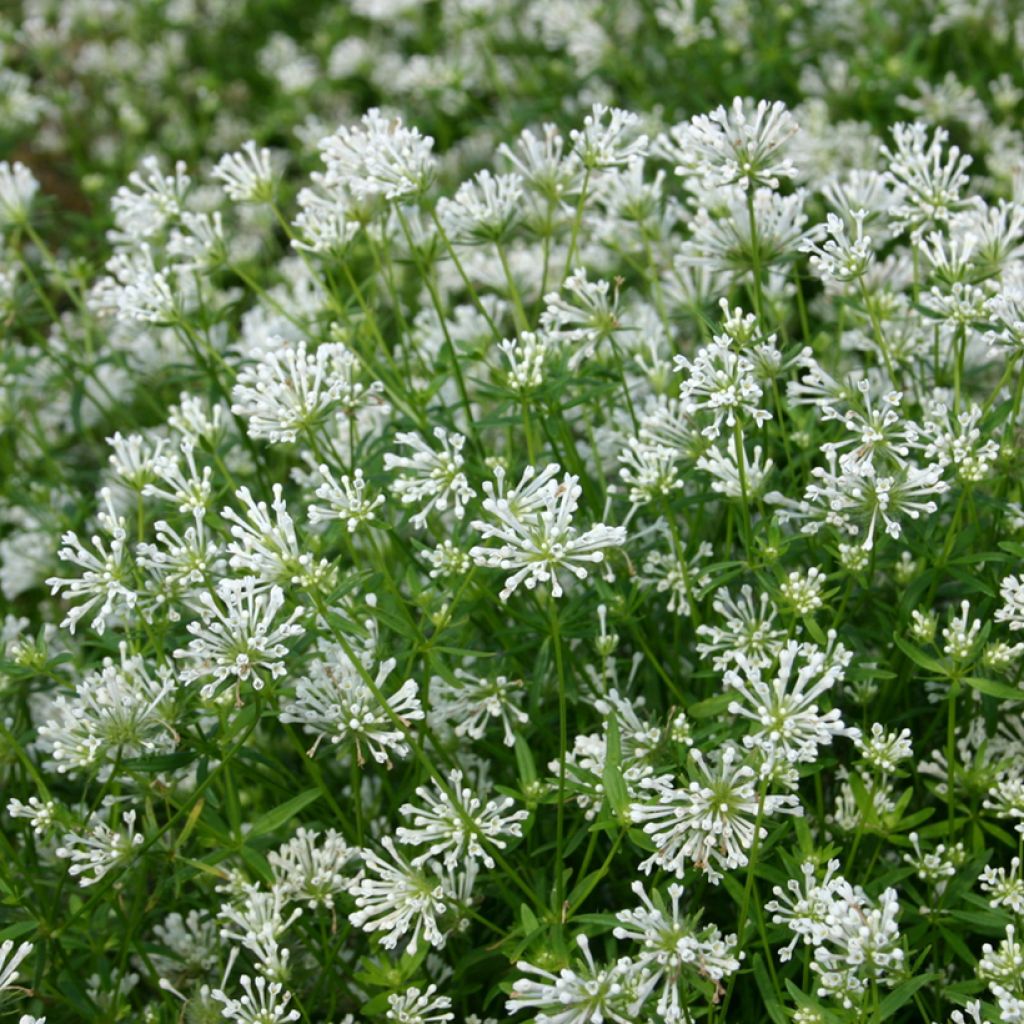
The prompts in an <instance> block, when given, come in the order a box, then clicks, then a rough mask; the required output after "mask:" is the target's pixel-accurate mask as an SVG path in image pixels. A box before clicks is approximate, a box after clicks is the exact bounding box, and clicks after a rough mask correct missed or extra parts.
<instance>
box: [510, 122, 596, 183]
mask: <svg viewBox="0 0 1024 1024" xmlns="http://www.w3.org/2000/svg"><path fill="white" fill-rule="evenodd" d="M541 132H542V134H541V135H536V134H535V133H534V132H532V131H530V129H528V128H525V129H523V130H522V131H521V132H520V133H519V137H518V138H517V139H516V142H515V147H514V148H513V147H512V146H509V145H507V144H506V143H504V142H503V143H502V144H501V145H500V146H499V147H498V153H499V155H500V156H501V157H503V158H504V159H505V160H507V161H508V162H509V163H510V164H511V165H512V166H513V167H514V168H515V169H516V171H518V172H519V174H520V175H521V176H522V178H523V180H524V181H525V182H526V183H527V184H528V185H529V186H530V187H531V188H534V189H535V190H536V191H538V193H539V194H540V195H541V196H543V197H544V198H545V199H547V200H549V201H550V202H559V201H561V199H562V197H563V196H565V195H568V194H571V193H573V191H575V190H577V188H578V187H579V185H580V180H581V165H580V158H579V156H578V155H577V154H575V153H570V154H568V155H566V154H565V139H564V138H563V137H562V135H561V134H560V133H559V131H558V129H557V128H556V127H555V125H552V124H546V125H543V126H542V128H541Z"/></svg>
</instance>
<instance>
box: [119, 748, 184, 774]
mask: <svg viewBox="0 0 1024 1024" xmlns="http://www.w3.org/2000/svg"><path fill="white" fill-rule="evenodd" d="M196 757H197V755H195V754H187V753H185V752H184V751H180V752H178V753H177V754H155V755H153V756H152V757H147V758H127V759H126V760H124V761H122V762H121V767H122V768H125V769H127V770H129V771H144V772H148V771H152V772H158V771H174V770H175V769H177V768H183V767H184V766H185V765H187V764H191V763H193V761H195V760H196Z"/></svg>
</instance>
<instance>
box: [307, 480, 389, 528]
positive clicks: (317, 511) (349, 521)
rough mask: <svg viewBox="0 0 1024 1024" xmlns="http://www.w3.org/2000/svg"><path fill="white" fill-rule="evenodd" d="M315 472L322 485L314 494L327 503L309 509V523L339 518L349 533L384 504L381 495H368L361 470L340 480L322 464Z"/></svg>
mask: <svg viewBox="0 0 1024 1024" xmlns="http://www.w3.org/2000/svg"><path fill="white" fill-rule="evenodd" d="M317 472H318V473H319V475H321V478H322V479H323V481H324V482H323V483H321V484H319V486H317V487H316V492H315V494H316V497H317V498H319V499H321V501H323V502H326V503H327V504H326V505H310V506H309V509H308V512H307V514H308V516H309V521H310V522H311V523H318V522H330V521H332V520H334V519H338V520H340V521H341V522H343V523H344V524H345V525H346V526H347V527H348V531H349V532H350V534H351V532H354V531H355V528H356V527H357V526H359V525H360V524H361V523H365V522H369V521H370V520H371V519H373V517H374V512H376V510H377V509H379V508H380V507H381V506H382V505H383V504H384V496H383V495H377V496H376V497H374V498H371V497H369V496H368V495H367V483H366V480H364V478H362V470H361V469H356V470H355V472H354V473H353V474H352V475H351V476H348V475H343V476H342V477H341V478H340V479H338V478H336V477H335V475H334V473H333V472H332V471H331V470H330V468H329V467H327V466H325V465H321V466H318V467H317Z"/></svg>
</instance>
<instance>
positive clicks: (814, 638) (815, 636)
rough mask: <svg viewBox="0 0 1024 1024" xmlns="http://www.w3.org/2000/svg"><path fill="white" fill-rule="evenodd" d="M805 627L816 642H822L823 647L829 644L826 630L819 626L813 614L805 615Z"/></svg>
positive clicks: (804, 616)
mask: <svg viewBox="0 0 1024 1024" xmlns="http://www.w3.org/2000/svg"><path fill="white" fill-rule="evenodd" d="M804 629H806V630H807V632H808V633H810V635H811V639H812V640H813V641H814V642H815V643H816V644H820V646H822V647H827V646H828V638H827V637H826V636H825V634H824V630H822V629H821V627H820V626H818V624H817V623H816V622H815V621H814V620H813V617H812V616H811V615H804Z"/></svg>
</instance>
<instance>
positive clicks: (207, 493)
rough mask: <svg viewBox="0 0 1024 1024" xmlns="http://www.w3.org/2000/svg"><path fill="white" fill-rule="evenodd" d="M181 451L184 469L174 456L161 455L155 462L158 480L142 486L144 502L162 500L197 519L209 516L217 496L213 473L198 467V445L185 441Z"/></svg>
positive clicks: (155, 476)
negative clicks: (196, 458) (176, 507)
mask: <svg viewBox="0 0 1024 1024" xmlns="http://www.w3.org/2000/svg"><path fill="white" fill-rule="evenodd" d="M178 450H179V452H180V453H181V455H182V456H183V458H184V467H183V468H182V465H181V462H180V461H179V460H178V459H177V458H176V457H174V456H172V455H164V454H161V455H159V456H157V457H156V458H155V459H154V460H153V475H154V477H155V479H153V480H151V481H148V482H147V483H144V484H142V497H143V498H162V499H164V501H168V502H172V503H173V504H174V505H176V506H177V508H178V511H179V512H184V513H190V514H193V515H194V516H195V517H196V518H197V519H200V518H202V517H203V516H204V515H205V514H206V510H207V508H208V507H209V505H210V499H211V497H212V496H213V469H212V467H210V466H204V467H203V469H202V472H201V471H200V468H199V466H197V465H196V445H195V444H194V443H193V442H191V441H190V440H188V439H187V438H182V440H181V442H180V444H179V445H178Z"/></svg>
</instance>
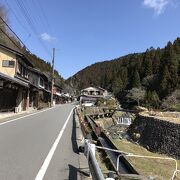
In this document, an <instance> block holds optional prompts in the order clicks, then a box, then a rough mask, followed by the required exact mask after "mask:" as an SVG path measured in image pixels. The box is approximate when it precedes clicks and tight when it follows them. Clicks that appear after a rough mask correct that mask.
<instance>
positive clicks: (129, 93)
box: [127, 88, 146, 106]
mask: <svg viewBox="0 0 180 180" xmlns="http://www.w3.org/2000/svg"><path fill="white" fill-rule="evenodd" d="M145 94H146V91H145V90H143V89H138V88H132V89H131V90H130V91H129V93H128V94H127V98H129V99H131V100H134V101H136V102H137V104H138V106H139V104H140V101H143V100H144V98H145Z"/></svg>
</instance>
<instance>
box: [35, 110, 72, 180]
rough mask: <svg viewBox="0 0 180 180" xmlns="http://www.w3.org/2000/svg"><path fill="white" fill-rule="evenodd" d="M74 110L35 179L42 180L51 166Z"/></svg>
mask: <svg viewBox="0 0 180 180" xmlns="http://www.w3.org/2000/svg"><path fill="white" fill-rule="evenodd" d="M73 110H74V108H73V109H72V110H71V112H70V114H69V116H68V118H67V120H66V122H65V123H64V125H63V128H62V129H61V131H60V132H59V135H58V137H57V138H56V140H55V142H54V144H53V146H52V147H51V149H50V151H49V153H48V155H47V157H46V159H45V160H44V162H43V165H42V166H41V168H40V170H39V172H38V174H37V176H36V178H35V180H42V179H43V177H44V175H45V173H46V171H47V168H48V166H49V163H50V161H51V159H52V157H53V155H54V152H55V150H56V148H57V146H58V144H59V141H60V139H61V137H62V135H63V133H64V130H65V128H66V126H67V123H68V121H69V119H70V117H71V115H72V112H73Z"/></svg>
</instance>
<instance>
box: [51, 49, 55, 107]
mask: <svg viewBox="0 0 180 180" xmlns="http://www.w3.org/2000/svg"><path fill="white" fill-rule="evenodd" d="M54 56H55V48H53V59H52V79H51V81H52V84H51V107H52V106H53V87H54Z"/></svg>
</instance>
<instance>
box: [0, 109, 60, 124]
mask: <svg viewBox="0 0 180 180" xmlns="http://www.w3.org/2000/svg"><path fill="white" fill-rule="evenodd" d="M57 107H58V106H57ZM57 107H53V108H49V109H44V110H41V111H38V112H35V113H31V114H28V115H25V116H21V117H18V118H15V119H12V120H9V121H8V120H7V121H5V122H2V123H0V126H2V125H4V124H8V123H11V122H14V121H17V120H19V119H23V118H26V117H29V116H34V115H36V114H39V113H42V112H45V111H50V110H52V109H54V108H57ZM9 118H11V116H10V117H9Z"/></svg>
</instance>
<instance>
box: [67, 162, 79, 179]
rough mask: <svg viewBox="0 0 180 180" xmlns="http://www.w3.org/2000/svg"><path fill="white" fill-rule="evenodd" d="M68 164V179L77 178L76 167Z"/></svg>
mask: <svg viewBox="0 0 180 180" xmlns="http://www.w3.org/2000/svg"><path fill="white" fill-rule="evenodd" d="M68 166H69V180H77V168H76V167H74V166H72V165H71V164H69V165H68Z"/></svg>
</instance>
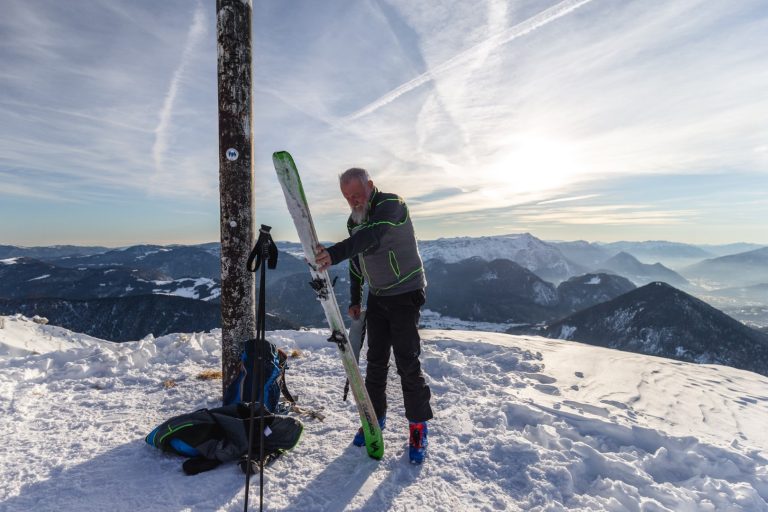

WORK REQUEST
Count the lines above that contain the string "positive" with the same capitalization, and reply with only that number.

SOLUTION FOR THIS TASK
6